Problem statement — Each line of the material should be retyped without alteration.

Information —
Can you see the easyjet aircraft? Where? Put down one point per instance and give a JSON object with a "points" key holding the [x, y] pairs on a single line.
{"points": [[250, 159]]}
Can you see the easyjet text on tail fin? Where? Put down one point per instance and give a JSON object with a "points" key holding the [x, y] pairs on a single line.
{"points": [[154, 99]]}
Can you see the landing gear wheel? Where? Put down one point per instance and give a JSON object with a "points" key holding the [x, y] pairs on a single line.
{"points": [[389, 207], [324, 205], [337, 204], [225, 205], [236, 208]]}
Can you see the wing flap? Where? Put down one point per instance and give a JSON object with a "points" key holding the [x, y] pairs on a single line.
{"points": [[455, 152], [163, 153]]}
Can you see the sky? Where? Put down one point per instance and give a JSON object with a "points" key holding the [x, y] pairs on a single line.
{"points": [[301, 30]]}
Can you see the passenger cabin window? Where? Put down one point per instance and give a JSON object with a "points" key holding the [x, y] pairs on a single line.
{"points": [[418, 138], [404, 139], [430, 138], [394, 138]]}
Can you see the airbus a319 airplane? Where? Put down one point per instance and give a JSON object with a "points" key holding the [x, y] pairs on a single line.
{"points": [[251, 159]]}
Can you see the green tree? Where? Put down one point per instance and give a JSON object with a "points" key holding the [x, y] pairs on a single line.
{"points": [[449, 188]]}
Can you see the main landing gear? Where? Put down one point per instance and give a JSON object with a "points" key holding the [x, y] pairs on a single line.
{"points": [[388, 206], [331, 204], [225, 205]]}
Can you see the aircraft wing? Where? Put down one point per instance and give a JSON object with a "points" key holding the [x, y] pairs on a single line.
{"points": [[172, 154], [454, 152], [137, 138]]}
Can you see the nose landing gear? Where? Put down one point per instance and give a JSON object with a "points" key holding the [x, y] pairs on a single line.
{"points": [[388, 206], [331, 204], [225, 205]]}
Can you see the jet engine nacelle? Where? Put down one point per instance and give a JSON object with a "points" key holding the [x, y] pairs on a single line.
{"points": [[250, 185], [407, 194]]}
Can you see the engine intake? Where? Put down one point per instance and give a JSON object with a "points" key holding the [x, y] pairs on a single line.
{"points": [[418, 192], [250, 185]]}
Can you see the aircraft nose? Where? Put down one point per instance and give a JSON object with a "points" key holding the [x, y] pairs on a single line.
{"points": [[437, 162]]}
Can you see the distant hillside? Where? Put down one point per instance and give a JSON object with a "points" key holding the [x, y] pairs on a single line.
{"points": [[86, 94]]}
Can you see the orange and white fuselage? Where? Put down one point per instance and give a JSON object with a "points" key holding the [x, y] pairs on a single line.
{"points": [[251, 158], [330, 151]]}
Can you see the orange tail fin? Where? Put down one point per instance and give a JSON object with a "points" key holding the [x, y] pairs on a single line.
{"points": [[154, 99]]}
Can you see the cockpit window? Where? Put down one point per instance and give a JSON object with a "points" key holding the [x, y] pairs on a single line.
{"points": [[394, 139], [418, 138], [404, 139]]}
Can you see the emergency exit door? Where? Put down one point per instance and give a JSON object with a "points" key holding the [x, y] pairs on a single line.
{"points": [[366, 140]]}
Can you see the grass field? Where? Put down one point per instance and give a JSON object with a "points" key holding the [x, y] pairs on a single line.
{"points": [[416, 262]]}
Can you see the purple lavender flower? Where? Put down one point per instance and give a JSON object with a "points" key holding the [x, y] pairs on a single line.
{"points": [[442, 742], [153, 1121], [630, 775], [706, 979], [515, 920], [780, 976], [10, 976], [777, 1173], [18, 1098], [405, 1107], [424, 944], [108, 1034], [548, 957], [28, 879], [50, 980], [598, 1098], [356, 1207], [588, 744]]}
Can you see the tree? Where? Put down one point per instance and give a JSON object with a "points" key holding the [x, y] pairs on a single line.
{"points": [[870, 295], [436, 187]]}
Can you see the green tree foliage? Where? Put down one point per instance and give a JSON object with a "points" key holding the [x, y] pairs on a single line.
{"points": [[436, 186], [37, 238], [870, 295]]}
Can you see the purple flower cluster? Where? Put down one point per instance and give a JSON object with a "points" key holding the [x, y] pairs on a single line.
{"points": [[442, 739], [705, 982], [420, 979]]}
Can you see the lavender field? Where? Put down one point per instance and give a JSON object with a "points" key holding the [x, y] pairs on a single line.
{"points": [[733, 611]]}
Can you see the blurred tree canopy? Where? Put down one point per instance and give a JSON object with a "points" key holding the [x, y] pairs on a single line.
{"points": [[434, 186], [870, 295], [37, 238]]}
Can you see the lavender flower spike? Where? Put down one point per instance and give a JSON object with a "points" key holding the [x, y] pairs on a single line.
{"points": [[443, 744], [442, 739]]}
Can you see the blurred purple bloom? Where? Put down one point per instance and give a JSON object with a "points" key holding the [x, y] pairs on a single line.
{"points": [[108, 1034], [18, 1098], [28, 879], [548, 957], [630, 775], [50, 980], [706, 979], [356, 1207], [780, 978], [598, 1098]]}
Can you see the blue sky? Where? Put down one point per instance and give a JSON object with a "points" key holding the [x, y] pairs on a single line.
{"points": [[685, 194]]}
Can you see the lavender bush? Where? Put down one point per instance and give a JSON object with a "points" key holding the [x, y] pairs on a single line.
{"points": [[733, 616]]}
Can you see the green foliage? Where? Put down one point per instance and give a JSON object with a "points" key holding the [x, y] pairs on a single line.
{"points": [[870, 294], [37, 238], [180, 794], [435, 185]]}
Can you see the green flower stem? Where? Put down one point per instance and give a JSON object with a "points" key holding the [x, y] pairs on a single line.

Response area —
Can you see the easyjet aircraft? Where? Put down one point per instance and give a JSON object with a "points" key holding the [x, y] pairs on a single line.
{"points": [[250, 159]]}
Can you see the easyjet text on tail fin? Where? Put down one point per instance and give a JSON object with a "points" key holding the [x, y] pairs on a single line.
{"points": [[154, 99]]}
Can you see the landing gear wheel? Where? Put down one point per instance and give a JSON object with a "points" key holding the [x, y] pairs on a single line.
{"points": [[389, 207], [324, 205], [337, 204], [225, 205], [236, 208]]}
Can you see the wing flap? Where? Put down one point per instance and give a JSON object with a "points" key holding the [x, y] pairs on a single line.
{"points": [[455, 152], [163, 153]]}
Can you see the sky? Where? Put down one point per instance and give a JSON object with a "points" key holding the [x, y] pairs on a single line.
{"points": [[301, 30]]}
Can you see the passenger cabin window? Where? Put down one point per instance and give a JSON object with a "points" key holding the [x, y] pairs on a single line.
{"points": [[418, 138], [404, 139], [430, 138], [394, 138]]}
Can you see the airbus a319 airplane? Where? Put down one point per instance and give a JSON object with a "points" key holding the [x, y] pairs on a single line.
{"points": [[251, 159]]}
Can you see the green tree? Where? Put down one point per instance and give a JSON object with a "points" key holding the [x, y] pairs on a single line.
{"points": [[449, 188]]}
Can you see the main landing gear? Where? Put down one point per instance and give a JSON object with a "points" key holding the [x, y] pairs on a single line.
{"points": [[388, 206], [331, 204], [225, 205]]}
Can you see the aircraft wing? Where? Put down one point per instance and give a JSON object with a "points" key holding the [x, y] pairs on a single line.
{"points": [[172, 154], [454, 152], [137, 138]]}
Can you see the nose landing gear? Where? Put down one point per instance and give a JSON object with a "points" key holding the [x, y] pairs on a single line.
{"points": [[388, 206], [331, 204], [225, 205]]}
Can you see the jet engine nacelle? Where? Put down one point per instance and give a JSON object with a "points" key holding the [x, y] pairs on a single line.
{"points": [[250, 185], [407, 194]]}
Can you see the engine intake? Where? Put down one point per instance and give a JSON object with a "points" key holding the [x, y] pairs on a single line.
{"points": [[418, 192], [250, 185]]}
Can you see the aircraft nose? Where? Put down one point per instance and give a JSON object with a "points" key holding the [x, y] pairs on a single line.
{"points": [[437, 162]]}
Can you see the distant hillside? Where? Put down one point per instance and give a JSON object with a "points" key holding the [x, y] pairs on a single line.
{"points": [[86, 94]]}
Can you see the orange and white fuselage? Where? Put down one point per instance and give a JSON object with a "points" key holding the [x, y] pairs on a single line.
{"points": [[251, 158], [330, 151]]}
Can you see the orange tail fin? Where? Put down one point per instance and give a JSON object with a "points" key holding the [x, y] pairs on a single line.
{"points": [[154, 99]]}
Can you see the cockpit window? Where? Put down one point per instance and give a JSON object with a "points" key holding the [x, y] pairs on a single line.
{"points": [[394, 139], [418, 138], [404, 139]]}
Can you see the emergency exit door? Where? Put down one point per instance and give a JSON object with a "points" key holding the [x, y] pairs on a single line.
{"points": [[366, 140]]}
Can you see the grass field? Where? Put down one point per instance and give a JSON object with a "points" key holding the [x, y] pairs on a single line.
{"points": [[416, 262]]}
Can you see the purple lavender flower? Where? Put down one point per instance and give a JSON object with a "points" key holding the [x, y] pairs on a single line.
{"points": [[442, 742], [153, 1121], [630, 775], [706, 979], [515, 920], [780, 976], [10, 976], [777, 1173], [18, 1098], [405, 1107], [424, 944], [108, 1034], [548, 957], [28, 879], [50, 980], [598, 1098], [356, 1207], [588, 744]]}
Can you see the tree? Where? Put down one point per instance and give a JSON object with a "points" key holding the [x, y] pairs on a single line.
{"points": [[870, 295], [436, 187]]}
Can you see the green tree foliage? Where? Put down one point per instance and give a JSON object with a "points" key holding the [x, y] pairs on a single line.
{"points": [[436, 186], [37, 238], [870, 295]]}
Can you see the purple flower cluster? Where? Put down one point per instance and give a JSON object with a "points" key holding the [x, y] pairs on a single line.
{"points": [[442, 739], [705, 982], [420, 979]]}
Can you see the lavender field? Where? Put down one point per instance and give a JSON object with a "points" key holding the [x, y] pairs on a single line.
{"points": [[733, 611]]}
Can you see the blurred tree canopy? Where? Put down one point per instance and give a JSON object with a "points" key holding the [x, y] pairs on a single line.
{"points": [[434, 186], [870, 295], [37, 238]]}
Can you see the lavender flower spike? Where? Put down one point per instance and give a JSON object with a "points" key holding the [x, y] pairs on a single line.
{"points": [[443, 744], [442, 739]]}
Can you see the blurred purple bloom? Where? Put down one point per instance and give a JSON object with a "points" key holding the [x, y] pairs on a single line.
{"points": [[108, 1034], [18, 1098], [28, 879], [548, 957], [630, 775], [50, 980], [706, 979], [356, 1207], [780, 978], [598, 1098]]}
Can you see the blue sky? Where? Put down one point per instance and give a JSON object with a "points" key holding the [x, y] pairs on a single line.
{"points": [[685, 194]]}
Can you see the lavender bush? Where? Put down one point per instance and give a JSON object with a "points" key holding the [x, y] pairs on a single line.
{"points": [[733, 616]]}
Can you see the green foliage? Where? Put down one point per instance and give a JSON object with a "points" key holding the [x, y] pairs on a single line.
{"points": [[870, 294], [37, 238], [180, 794], [435, 185]]}
Can you see the green flower stem? Where? Put down one point per instance and give a JSON object with a "points" key holding the [x, y] pairs on a single line.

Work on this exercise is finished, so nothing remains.